(Collected data entries)
-*-*-

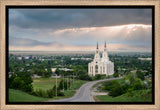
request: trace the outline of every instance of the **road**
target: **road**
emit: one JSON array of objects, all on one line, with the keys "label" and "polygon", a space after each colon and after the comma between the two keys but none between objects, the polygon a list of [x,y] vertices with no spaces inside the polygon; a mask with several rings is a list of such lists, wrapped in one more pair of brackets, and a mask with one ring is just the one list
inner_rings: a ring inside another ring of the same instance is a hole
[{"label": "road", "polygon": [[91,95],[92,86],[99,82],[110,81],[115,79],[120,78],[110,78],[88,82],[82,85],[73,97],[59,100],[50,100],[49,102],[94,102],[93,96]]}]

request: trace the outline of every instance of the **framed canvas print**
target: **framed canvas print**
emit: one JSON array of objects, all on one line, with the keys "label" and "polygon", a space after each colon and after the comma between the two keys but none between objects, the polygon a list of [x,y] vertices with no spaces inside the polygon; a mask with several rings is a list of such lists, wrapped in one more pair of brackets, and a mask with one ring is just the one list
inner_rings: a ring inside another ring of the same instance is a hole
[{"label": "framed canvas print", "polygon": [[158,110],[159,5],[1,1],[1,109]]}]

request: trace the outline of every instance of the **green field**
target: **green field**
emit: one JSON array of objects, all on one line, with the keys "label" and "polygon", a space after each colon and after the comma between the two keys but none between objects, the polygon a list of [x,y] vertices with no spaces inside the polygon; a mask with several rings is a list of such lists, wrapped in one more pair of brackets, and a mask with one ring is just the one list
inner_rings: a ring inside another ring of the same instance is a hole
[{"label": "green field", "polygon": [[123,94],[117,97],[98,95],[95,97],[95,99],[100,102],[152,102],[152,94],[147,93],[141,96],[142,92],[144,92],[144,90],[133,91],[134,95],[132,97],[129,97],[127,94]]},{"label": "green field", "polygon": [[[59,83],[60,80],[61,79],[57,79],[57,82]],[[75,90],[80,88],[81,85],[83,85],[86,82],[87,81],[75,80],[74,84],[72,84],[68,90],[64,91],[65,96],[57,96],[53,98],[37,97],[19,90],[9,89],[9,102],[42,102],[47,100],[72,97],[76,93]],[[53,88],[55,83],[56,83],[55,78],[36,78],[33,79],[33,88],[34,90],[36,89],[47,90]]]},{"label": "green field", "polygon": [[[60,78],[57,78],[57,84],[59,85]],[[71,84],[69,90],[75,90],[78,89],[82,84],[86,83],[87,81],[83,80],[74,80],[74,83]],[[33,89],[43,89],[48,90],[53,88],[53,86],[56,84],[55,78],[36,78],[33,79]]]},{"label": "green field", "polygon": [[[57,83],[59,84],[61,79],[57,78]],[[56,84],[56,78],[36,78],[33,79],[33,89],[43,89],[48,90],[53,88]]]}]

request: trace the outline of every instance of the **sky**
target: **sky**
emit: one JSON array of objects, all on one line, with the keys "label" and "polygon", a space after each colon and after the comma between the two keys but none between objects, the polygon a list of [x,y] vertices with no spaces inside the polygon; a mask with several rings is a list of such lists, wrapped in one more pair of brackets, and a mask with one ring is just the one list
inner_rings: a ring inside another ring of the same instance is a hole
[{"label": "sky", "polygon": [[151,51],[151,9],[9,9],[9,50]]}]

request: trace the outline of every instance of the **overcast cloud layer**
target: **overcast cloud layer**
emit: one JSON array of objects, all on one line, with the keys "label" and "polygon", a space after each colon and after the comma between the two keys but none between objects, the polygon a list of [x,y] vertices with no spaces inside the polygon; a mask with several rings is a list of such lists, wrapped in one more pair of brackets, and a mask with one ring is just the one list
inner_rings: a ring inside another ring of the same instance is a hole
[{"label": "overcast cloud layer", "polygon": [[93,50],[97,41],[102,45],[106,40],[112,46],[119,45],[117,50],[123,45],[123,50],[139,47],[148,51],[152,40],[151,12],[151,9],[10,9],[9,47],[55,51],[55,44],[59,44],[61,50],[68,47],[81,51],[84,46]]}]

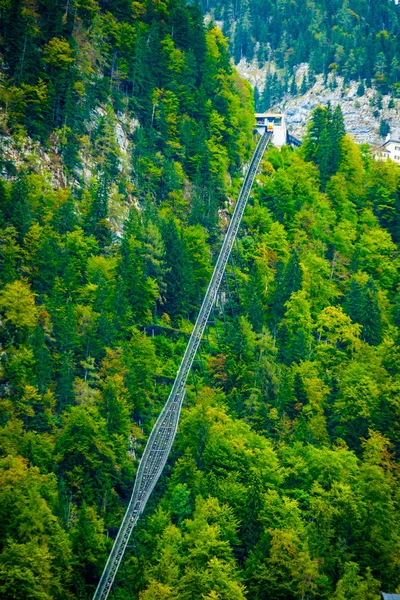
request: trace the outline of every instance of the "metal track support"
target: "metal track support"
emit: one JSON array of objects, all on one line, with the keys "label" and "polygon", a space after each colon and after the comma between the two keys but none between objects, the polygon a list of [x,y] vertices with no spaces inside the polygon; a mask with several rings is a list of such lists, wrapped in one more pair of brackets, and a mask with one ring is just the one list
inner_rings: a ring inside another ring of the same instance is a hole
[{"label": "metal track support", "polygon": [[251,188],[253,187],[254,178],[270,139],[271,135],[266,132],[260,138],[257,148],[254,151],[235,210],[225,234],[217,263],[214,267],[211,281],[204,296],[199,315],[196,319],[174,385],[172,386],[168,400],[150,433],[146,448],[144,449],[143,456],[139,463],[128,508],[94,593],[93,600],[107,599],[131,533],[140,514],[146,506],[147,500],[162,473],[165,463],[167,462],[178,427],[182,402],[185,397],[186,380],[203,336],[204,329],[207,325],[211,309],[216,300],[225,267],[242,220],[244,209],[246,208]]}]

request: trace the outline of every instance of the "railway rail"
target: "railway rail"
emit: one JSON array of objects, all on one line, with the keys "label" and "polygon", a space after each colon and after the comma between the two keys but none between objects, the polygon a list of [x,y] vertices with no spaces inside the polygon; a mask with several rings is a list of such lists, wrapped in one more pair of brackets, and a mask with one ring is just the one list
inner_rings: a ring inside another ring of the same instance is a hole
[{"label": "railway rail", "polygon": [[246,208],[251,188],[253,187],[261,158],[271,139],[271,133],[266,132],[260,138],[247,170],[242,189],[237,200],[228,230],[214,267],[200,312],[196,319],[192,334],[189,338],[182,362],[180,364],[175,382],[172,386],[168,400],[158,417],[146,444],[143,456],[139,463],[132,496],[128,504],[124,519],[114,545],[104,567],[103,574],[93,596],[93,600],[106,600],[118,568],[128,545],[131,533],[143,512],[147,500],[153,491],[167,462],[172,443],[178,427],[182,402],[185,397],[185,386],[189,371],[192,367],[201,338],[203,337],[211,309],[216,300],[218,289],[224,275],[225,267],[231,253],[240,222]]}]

-*-*-

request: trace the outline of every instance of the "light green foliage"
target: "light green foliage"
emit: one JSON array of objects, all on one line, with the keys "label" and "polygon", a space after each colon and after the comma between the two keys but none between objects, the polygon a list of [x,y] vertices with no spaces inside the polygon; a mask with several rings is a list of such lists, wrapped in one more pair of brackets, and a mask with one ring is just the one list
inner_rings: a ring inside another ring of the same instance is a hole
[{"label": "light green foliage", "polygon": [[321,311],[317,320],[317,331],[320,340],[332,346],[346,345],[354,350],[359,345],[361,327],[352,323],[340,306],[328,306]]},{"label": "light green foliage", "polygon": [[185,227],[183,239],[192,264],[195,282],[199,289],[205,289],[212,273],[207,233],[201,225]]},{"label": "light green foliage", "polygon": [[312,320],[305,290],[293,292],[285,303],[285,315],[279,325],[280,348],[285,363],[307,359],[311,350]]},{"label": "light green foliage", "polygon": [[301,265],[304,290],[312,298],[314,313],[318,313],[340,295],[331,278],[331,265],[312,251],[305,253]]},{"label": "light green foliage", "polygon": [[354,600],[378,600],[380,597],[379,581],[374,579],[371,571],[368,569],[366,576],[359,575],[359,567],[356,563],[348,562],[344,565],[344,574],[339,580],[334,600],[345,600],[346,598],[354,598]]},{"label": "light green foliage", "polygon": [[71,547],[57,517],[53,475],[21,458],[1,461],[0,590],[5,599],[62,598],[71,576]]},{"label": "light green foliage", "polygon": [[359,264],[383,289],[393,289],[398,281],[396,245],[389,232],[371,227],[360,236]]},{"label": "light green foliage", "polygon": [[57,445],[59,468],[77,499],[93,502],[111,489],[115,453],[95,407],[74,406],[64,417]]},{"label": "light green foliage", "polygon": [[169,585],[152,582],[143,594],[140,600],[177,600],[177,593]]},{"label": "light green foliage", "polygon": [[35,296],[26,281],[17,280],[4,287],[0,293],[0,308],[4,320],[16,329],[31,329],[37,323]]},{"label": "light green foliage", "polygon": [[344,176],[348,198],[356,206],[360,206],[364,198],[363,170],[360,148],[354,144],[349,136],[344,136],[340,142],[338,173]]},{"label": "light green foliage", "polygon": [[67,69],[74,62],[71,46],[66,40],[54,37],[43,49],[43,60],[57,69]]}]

-*-*-

Work task:
Each line of the entries above that has the word "request" is to be copied.

Output below:
request: trace the outline of every instance of the **road**
request: trace the outline of every instance of the **framed canvas print**
request: trace the outline of every instance of the **green field**
request: trace the outline of every instance of the **sky**
request: trace the outline of every instance of the **overcast cloud layer**
request: trace the outline of every instance of the "metal track support"
request: trace the outline of every instance of the "railway rail"
request: trace the outline of every instance of the "light green foliage"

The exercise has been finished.